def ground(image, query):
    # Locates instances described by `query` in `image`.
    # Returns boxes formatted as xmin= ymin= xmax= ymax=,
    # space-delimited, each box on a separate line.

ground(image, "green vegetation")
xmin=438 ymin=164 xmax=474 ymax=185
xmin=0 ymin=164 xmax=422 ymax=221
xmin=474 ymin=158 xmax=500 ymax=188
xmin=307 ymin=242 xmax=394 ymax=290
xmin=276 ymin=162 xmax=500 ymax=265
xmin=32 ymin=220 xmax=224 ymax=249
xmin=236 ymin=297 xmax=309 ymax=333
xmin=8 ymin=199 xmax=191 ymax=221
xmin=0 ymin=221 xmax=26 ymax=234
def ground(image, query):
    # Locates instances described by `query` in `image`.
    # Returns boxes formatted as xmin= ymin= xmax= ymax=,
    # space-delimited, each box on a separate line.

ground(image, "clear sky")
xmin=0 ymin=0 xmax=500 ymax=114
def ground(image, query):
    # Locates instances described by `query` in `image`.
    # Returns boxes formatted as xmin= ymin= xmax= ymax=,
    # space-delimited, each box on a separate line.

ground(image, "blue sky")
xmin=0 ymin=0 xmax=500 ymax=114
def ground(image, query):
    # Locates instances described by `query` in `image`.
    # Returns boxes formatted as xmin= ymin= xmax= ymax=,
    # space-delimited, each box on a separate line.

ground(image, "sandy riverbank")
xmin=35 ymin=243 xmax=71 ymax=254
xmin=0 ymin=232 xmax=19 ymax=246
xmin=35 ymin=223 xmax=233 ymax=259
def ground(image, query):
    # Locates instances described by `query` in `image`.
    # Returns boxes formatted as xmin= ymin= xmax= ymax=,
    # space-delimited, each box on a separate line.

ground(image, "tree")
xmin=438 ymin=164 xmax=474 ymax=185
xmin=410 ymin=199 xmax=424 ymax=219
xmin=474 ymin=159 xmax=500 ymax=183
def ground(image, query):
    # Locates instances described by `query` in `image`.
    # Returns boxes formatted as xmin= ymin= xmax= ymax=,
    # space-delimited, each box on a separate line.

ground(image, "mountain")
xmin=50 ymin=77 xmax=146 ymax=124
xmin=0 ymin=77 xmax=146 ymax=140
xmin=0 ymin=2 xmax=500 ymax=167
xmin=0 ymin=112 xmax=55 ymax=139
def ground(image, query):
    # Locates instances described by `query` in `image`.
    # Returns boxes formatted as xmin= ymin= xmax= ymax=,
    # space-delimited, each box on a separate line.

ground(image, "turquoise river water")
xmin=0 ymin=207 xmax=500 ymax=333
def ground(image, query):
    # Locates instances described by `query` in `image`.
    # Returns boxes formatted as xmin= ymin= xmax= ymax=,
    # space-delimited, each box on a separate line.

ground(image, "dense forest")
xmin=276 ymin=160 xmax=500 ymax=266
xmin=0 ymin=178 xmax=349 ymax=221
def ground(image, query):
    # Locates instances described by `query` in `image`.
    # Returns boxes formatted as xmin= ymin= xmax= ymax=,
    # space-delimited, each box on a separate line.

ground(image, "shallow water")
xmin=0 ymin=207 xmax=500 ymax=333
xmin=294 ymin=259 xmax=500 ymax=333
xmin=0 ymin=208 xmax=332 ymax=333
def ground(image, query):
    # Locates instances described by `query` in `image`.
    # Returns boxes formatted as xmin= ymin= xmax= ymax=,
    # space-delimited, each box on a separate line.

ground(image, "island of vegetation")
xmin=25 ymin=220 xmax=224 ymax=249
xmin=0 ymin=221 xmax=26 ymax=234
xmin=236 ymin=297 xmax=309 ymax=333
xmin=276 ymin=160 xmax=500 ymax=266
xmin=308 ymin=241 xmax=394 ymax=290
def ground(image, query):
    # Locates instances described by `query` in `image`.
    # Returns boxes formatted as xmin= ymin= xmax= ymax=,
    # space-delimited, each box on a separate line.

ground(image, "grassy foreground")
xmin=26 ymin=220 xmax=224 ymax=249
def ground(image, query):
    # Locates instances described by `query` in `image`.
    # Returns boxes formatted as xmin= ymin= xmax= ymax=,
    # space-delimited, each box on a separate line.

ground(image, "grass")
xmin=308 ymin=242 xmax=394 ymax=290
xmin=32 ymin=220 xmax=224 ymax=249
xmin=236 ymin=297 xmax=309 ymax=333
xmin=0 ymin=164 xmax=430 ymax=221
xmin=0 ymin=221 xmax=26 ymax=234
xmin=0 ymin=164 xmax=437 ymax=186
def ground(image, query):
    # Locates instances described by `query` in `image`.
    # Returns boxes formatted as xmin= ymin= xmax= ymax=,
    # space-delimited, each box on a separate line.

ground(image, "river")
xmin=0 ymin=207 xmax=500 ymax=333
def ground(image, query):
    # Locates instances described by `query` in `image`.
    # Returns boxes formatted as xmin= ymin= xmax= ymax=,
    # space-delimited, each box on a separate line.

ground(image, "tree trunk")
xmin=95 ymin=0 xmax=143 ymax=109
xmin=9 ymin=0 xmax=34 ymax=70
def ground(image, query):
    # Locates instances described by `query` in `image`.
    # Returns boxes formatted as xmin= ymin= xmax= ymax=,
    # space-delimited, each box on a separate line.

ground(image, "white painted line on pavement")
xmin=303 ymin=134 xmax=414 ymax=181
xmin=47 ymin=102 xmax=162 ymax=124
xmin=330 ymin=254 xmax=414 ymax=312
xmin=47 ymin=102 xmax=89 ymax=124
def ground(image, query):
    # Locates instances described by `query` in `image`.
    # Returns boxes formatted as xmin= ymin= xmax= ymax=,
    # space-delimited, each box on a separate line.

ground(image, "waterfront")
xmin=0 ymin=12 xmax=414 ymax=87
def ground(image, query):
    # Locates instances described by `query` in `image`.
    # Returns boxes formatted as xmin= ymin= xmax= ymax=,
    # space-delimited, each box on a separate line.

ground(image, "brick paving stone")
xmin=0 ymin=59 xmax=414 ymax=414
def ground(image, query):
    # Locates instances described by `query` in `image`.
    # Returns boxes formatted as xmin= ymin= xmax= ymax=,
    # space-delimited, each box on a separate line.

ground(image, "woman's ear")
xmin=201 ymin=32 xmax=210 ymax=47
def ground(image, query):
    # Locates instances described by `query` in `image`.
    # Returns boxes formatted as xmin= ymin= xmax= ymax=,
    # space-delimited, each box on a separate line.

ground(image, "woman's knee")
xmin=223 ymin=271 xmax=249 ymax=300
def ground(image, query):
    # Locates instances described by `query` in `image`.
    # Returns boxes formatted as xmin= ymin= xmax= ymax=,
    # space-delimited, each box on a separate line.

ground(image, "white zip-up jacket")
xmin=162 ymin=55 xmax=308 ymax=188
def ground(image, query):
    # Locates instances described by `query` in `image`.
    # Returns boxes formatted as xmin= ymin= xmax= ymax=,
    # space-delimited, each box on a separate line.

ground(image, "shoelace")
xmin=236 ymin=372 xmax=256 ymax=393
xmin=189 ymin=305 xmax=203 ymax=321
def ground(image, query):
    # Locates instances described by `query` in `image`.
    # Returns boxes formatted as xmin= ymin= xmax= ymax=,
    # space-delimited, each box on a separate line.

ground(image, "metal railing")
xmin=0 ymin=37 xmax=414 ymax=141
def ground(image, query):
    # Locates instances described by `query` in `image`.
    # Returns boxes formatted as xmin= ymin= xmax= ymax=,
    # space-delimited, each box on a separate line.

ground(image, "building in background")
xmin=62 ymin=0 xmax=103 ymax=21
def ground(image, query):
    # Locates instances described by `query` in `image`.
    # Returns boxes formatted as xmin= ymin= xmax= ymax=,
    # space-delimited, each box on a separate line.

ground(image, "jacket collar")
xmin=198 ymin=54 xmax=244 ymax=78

- - - - - - -

● DIRECTIVE
Filter the data above and copy every line that contains the string "tree", matching case exactly.

● TASK ANSWER
ground(image, "tree")
ground(image, "tree trunk")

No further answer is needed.